Detection data
[start]

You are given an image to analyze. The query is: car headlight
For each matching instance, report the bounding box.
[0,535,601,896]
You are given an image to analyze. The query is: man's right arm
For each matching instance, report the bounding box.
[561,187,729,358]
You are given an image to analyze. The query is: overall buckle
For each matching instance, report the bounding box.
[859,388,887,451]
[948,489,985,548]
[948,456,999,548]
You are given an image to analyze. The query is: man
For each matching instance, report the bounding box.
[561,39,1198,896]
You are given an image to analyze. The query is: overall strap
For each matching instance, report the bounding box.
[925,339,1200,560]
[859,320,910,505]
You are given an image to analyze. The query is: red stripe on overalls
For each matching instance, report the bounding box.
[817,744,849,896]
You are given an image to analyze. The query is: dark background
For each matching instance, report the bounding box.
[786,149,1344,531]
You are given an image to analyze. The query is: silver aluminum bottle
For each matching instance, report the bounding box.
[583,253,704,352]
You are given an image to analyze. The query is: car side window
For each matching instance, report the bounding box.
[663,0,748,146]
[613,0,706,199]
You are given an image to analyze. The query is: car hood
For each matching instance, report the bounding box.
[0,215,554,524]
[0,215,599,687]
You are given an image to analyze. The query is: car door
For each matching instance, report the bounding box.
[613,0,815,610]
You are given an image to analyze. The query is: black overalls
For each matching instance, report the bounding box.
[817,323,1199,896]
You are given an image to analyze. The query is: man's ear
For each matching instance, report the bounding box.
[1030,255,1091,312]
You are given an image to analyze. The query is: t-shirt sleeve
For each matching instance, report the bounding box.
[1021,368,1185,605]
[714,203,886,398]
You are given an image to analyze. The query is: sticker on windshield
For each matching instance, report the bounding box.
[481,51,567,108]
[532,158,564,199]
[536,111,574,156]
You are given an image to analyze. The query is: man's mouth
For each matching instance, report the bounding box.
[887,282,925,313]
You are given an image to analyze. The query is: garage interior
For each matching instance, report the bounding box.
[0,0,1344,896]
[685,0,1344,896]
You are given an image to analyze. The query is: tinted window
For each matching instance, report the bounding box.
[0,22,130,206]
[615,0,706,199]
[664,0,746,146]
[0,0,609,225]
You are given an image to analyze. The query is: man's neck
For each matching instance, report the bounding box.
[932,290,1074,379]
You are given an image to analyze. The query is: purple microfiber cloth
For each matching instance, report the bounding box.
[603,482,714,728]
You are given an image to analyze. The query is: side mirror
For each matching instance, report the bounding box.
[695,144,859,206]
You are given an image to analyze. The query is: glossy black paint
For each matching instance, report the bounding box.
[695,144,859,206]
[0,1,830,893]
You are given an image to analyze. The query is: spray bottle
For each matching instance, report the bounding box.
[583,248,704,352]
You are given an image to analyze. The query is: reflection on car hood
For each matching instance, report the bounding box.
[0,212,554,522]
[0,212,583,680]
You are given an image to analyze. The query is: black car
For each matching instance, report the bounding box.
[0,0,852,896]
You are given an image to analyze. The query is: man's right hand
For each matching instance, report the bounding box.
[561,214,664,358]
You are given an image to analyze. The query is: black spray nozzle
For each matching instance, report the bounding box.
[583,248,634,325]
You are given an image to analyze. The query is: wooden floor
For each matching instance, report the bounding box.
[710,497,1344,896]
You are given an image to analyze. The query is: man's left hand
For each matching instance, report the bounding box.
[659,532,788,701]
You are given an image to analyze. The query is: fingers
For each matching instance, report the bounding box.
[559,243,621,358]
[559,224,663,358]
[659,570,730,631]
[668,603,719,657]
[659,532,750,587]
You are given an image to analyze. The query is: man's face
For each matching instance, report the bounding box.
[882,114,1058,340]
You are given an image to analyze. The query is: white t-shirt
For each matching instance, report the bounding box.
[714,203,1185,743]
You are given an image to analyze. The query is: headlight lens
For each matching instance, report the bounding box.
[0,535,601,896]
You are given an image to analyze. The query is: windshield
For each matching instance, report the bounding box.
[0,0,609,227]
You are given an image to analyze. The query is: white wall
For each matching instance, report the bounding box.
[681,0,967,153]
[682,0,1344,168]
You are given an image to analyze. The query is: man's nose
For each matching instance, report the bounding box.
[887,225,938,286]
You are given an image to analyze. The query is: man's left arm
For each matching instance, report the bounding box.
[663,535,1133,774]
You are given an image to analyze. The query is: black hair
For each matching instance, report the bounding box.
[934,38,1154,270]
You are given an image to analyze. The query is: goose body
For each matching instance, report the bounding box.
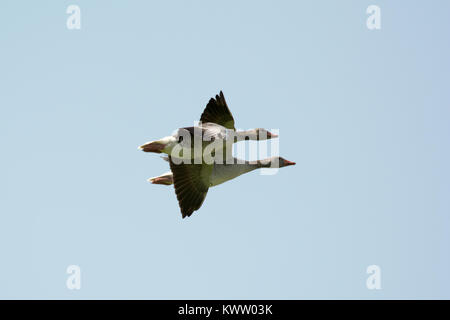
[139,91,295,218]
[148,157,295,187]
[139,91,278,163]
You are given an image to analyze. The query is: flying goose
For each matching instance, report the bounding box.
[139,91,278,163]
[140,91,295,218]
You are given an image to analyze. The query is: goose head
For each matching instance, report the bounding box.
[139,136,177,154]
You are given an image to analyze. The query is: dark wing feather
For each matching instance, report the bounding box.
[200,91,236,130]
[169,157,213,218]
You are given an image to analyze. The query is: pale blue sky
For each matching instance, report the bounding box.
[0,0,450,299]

[end]
[start]

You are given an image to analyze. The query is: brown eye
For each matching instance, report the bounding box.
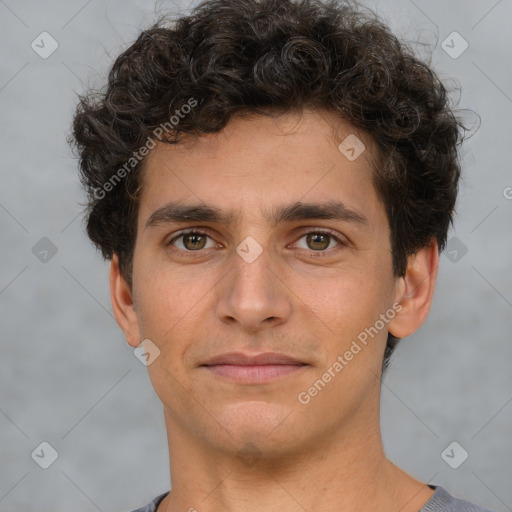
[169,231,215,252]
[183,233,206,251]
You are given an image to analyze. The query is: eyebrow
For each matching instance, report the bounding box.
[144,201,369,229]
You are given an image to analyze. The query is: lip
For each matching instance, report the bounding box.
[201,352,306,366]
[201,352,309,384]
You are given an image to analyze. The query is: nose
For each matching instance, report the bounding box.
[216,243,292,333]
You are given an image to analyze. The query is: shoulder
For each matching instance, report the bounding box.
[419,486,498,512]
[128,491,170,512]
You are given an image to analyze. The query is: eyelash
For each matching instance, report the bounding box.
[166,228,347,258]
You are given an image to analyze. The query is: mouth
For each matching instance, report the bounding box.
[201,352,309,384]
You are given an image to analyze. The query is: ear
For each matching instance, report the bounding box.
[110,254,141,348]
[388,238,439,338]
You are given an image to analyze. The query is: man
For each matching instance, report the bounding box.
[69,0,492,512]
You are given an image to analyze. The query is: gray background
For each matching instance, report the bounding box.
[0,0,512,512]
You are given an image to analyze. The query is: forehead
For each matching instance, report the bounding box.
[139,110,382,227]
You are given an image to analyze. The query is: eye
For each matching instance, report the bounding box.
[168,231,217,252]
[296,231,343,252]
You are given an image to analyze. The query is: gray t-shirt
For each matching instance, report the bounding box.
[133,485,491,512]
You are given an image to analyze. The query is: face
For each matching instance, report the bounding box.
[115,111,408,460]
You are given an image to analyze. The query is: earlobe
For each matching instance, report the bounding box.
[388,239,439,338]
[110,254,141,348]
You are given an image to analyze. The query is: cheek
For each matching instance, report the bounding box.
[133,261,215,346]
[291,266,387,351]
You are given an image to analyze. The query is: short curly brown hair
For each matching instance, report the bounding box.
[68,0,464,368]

[end]

▶ Written problem
Copy out, word for word, the stretch of the data from the line containing "is: car headlight" through the line containing "[561,187,729,358]", including both of those lines.

▶ Answer to this exercise
You are given an image to analyze. The query is: car headlight
For each matching instance, report the bounding box.
[0,535,601,896]
You are given an image to analyze. The query is: man's right arm
For each matching instance, report the bounding box.
[561,187,729,358]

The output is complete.